Short task 1
In the article on CY Leung's legal bid, since what month had his group been demanding the teachers' details?

Quoted passage

CY Leung in legal bid to force Hong Kong education bosses to name protest teachers

Judicial review challenge against the government is first to be launched by one of the city’s ex-chief executives.

Former Hong Kong leader Leung Chun-ying became the first of the city’s ex-chief executives to seek a judicial review against the government by launching a bid on Wednesday to force the Education Bureau to identify teachers found guilty of professional misconduct over last year’s anti-government protests.

The group 803 Funds Limited, which Leung founded last year to trace demonstrators involved in criminality, made the legal challenge at the High Court after the education minister refused to provide the teachers’ details, as well as the names of their schools.

Leung, now a vice-chairman of China’s top political advisory body, previously threatened legal action during his months of campaigning for disclosure of their identities, in the face of privacy concerns from the city’s biggest teachers’ unions.

“803 Funds have received a lot of complaints about teachers being involved in professional misconduct,” he wrote on Facebook.

“Some parents have even told [us] that they are extremely worried about whether their children’s schools employed teachers who would radicalise pupils.”

According to the application, which was directed at Secretary for Education Kevin Yeung Yun-hung, Leung’s group argued the bureau was wrong in withholding the names.

It also said the group had been demanding the details since February, but the bureau repeatedly refused to provide them.

The writ stated that not publicising the details would be against the rights or interests of parents and members of the public “to know the truth about what was going on in a school”.


Disclosure of misconduct would even have a “beneficial effect of encouraging the school and the teacher concerned to make [an] improvement”, it said.

Short task 2
Identify every line in the listing below that contains the string "player", and copy each such line. Case counts.

Records supplied

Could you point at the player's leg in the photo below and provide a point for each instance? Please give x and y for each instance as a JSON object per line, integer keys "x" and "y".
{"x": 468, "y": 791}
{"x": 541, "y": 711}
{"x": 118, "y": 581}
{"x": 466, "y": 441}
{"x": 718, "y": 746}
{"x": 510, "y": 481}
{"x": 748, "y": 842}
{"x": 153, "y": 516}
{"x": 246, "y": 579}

==

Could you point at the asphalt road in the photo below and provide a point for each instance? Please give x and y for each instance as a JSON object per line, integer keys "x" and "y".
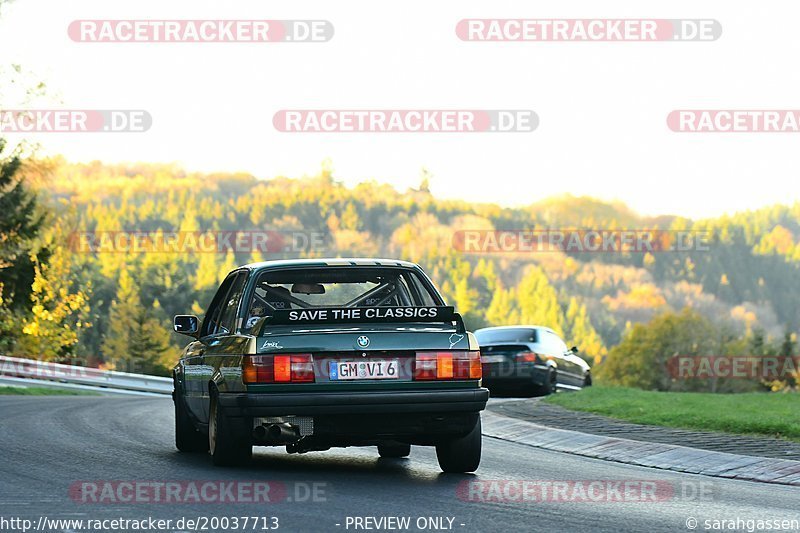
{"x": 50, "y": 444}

Expected answer 1
Since February.

Expected answer 2
Could you point at the player's leg in the photo below and provide a point for each instance? Please give x and y for each instance as a JSON object per line, integer keys "x" and "y".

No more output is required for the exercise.